▸ **EXERCISE OBJECTIVE**: Transcribe each record below word for word.

Data entries:
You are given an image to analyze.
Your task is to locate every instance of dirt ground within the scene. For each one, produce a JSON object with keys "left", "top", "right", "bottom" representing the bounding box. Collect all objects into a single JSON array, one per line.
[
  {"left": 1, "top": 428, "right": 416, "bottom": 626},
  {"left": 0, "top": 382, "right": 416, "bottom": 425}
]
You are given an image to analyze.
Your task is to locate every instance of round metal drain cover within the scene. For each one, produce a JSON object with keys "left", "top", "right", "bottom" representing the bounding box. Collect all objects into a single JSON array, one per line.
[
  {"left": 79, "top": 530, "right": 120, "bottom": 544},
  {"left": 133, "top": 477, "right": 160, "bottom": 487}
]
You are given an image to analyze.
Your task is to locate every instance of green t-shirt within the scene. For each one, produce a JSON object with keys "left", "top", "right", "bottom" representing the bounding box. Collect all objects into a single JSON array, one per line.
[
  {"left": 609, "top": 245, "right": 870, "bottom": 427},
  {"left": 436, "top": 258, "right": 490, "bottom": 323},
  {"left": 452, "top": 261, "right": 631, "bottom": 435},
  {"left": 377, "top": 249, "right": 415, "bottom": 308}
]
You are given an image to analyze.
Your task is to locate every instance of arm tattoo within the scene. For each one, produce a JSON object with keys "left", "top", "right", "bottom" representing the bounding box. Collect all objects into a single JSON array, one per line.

▸ **EXPECTED ANSWER**:
You are given an image to analyze.
Your task is to locate every instance of dirt ground within the scene. For each one, produce a JSON object with keys "left", "top", "right", "bottom" representing the bounding box. Collect all objects into a single JSON array, one per line.
[
  {"left": 1, "top": 428, "right": 416, "bottom": 626},
  {"left": 0, "top": 382, "right": 416, "bottom": 425}
]
You are given an image to analyze.
Your task is to locate every instance of round metal drain cover within the scene. For each one, produce a JSON object with keys "left", "top", "right", "bottom" representing the bounding box. Collect all objects into a single JSON array, one per line.
[
  {"left": 79, "top": 530, "right": 120, "bottom": 544},
  {"left": 133, "top": 477, "right": 160, "bottom": 487}
]
You are given an image to analyze.
Your task is to locate every instance of green t-shirt within the scene. For each one, produce a JSON object with keys "left", "top", "right", "bottom" representing the bounding box. Collect all objects into a single JSON array, one per line.
[
  {"left": 609, "top": 245, "right": 870, "bottom": 427},
  {"left": 436, "top": 258, "right": 490, "bottom": 323},
  {"left": 452, "top": 261, "right": 631, "bottom": 435},
  {"left": 377, "top": 249, "right": 415, "bottom": 308}
]
You are given an image to analyze.
Your task is to locate every instance of arm tattoo within the scene. For each one, produce a JSON object with keys "left", "top", "right", "bottom" representing the bounding box. Collect all objects into a single JSON array, one per line.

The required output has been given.